• Instructions for the task
For the records below, output each line exactly as it appears, from the first through the line with "ripe grape -> box".

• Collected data
# # # #
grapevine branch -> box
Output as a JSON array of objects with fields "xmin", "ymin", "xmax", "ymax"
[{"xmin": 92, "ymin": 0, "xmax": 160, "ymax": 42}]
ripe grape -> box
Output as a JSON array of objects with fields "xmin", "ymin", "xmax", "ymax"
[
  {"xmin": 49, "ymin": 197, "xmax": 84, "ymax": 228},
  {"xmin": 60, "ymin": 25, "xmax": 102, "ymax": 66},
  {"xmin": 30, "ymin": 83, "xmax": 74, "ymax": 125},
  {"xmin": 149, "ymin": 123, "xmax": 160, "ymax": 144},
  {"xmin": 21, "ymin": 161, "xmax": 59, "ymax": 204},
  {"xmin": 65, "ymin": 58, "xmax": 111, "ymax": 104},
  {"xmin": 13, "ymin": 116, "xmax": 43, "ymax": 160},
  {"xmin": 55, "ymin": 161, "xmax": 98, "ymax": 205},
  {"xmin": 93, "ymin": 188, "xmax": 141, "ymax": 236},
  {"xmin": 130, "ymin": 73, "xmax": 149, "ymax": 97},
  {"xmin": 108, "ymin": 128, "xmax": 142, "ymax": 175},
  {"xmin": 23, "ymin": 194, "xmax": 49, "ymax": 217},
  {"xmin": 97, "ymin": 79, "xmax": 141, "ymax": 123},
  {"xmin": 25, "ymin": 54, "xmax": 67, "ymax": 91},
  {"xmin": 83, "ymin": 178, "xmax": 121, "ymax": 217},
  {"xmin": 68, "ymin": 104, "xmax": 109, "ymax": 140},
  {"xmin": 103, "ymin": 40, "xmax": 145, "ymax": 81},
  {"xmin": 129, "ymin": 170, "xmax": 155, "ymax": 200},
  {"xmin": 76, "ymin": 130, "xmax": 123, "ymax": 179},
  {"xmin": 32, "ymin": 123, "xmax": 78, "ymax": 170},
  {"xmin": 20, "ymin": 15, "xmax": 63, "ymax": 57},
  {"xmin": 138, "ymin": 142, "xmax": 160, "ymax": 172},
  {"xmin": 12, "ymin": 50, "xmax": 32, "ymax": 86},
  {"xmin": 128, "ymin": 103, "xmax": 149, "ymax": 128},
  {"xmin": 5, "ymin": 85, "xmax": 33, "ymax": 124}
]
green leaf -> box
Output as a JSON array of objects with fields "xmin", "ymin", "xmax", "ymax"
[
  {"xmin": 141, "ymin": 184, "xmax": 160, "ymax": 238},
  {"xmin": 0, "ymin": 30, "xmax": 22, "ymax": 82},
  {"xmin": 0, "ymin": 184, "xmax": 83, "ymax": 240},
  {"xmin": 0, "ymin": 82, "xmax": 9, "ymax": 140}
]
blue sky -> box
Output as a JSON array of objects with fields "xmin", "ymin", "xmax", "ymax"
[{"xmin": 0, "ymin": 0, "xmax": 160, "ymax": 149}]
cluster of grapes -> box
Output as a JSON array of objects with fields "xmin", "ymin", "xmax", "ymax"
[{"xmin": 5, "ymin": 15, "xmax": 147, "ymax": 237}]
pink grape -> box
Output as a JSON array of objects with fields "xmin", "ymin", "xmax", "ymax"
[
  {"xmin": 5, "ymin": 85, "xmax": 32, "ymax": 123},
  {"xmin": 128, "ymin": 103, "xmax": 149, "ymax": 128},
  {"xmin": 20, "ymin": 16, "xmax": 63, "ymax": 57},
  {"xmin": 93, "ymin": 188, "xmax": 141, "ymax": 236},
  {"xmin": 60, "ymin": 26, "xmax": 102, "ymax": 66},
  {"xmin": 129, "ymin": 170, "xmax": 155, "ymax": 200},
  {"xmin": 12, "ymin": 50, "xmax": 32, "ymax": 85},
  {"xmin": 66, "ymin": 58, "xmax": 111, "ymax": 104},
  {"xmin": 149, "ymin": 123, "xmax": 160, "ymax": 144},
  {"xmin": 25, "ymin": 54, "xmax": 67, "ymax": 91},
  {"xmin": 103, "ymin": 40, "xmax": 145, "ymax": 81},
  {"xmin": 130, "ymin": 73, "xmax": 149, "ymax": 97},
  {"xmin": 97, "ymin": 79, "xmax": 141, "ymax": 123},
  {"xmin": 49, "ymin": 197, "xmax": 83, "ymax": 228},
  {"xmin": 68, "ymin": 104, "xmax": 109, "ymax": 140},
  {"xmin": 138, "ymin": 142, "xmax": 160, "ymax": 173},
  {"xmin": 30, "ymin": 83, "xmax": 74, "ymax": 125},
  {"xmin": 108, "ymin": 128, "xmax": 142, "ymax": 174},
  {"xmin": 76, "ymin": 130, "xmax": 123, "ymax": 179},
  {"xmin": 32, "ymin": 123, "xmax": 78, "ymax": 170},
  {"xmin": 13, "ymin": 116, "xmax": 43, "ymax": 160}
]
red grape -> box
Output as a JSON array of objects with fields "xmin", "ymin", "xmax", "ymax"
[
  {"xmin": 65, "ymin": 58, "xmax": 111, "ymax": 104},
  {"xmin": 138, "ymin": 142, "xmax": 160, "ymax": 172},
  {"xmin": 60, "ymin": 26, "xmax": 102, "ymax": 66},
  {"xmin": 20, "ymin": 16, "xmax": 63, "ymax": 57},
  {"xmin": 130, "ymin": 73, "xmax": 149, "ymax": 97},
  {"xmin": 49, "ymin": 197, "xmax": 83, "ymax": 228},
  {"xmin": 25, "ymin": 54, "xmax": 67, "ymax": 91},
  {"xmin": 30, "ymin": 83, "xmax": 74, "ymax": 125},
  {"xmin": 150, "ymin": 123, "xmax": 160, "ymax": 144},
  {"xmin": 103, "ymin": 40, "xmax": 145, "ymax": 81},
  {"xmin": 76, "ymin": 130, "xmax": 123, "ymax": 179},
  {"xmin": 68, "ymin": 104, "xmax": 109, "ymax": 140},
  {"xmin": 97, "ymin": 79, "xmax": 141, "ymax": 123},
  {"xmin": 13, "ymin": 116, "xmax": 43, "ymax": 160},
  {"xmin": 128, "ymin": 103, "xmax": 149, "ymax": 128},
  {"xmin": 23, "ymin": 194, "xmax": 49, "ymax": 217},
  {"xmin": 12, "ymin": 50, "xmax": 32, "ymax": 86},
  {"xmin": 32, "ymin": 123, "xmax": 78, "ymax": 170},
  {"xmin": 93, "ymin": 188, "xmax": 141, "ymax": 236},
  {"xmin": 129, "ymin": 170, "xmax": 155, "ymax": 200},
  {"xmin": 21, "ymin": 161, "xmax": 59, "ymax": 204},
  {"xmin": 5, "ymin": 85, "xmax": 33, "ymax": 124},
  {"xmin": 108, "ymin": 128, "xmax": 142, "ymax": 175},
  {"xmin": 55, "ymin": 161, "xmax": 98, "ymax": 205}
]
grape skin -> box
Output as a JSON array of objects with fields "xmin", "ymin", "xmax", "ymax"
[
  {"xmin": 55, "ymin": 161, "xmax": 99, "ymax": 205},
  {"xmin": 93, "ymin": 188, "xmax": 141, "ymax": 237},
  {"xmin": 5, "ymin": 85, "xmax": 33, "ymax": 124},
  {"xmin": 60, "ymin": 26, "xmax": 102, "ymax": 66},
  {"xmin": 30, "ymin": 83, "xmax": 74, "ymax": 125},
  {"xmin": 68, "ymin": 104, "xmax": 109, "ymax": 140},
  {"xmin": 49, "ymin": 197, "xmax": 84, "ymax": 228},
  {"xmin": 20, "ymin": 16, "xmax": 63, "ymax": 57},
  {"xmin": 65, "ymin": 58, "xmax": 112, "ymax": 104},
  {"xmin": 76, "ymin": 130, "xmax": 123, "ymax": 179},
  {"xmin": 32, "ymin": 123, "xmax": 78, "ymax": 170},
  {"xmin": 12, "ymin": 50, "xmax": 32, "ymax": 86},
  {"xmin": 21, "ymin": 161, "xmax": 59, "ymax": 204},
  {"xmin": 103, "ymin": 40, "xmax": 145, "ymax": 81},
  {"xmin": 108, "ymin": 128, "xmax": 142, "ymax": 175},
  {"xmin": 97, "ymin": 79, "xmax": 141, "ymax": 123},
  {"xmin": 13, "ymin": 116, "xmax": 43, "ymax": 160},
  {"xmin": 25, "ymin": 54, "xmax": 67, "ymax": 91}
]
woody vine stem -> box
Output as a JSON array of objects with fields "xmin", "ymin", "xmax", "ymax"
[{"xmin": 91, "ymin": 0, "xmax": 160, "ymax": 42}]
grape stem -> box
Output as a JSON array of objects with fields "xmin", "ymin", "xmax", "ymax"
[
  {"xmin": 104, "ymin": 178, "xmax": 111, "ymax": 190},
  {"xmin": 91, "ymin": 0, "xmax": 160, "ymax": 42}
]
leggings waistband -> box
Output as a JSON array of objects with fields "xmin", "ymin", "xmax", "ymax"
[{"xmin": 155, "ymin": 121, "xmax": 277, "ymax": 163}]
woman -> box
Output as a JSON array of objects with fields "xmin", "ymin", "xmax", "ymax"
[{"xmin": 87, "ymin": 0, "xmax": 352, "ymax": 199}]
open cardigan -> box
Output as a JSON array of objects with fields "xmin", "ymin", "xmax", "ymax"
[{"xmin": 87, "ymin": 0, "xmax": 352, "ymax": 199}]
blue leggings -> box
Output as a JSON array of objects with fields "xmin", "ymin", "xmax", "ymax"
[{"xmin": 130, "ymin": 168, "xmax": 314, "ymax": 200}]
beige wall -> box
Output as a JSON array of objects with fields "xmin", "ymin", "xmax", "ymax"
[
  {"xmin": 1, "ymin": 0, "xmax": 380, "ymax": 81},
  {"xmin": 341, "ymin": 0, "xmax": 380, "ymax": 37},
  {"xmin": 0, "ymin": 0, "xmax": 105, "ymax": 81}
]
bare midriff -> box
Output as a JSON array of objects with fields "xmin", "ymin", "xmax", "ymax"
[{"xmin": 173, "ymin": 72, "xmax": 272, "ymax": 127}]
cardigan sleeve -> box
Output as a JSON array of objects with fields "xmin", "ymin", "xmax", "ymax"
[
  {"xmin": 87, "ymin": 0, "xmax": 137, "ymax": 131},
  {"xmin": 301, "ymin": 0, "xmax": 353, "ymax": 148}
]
# # # #
• Solution below
grapevine branch -> box
Output as a JSON array of objects with fields "xmin", "ymin", "xmax", "ymax"
[{"xmin": 92, "ymin": 0, "xmax": 160, "ymax": 42}]
ripe grape -> box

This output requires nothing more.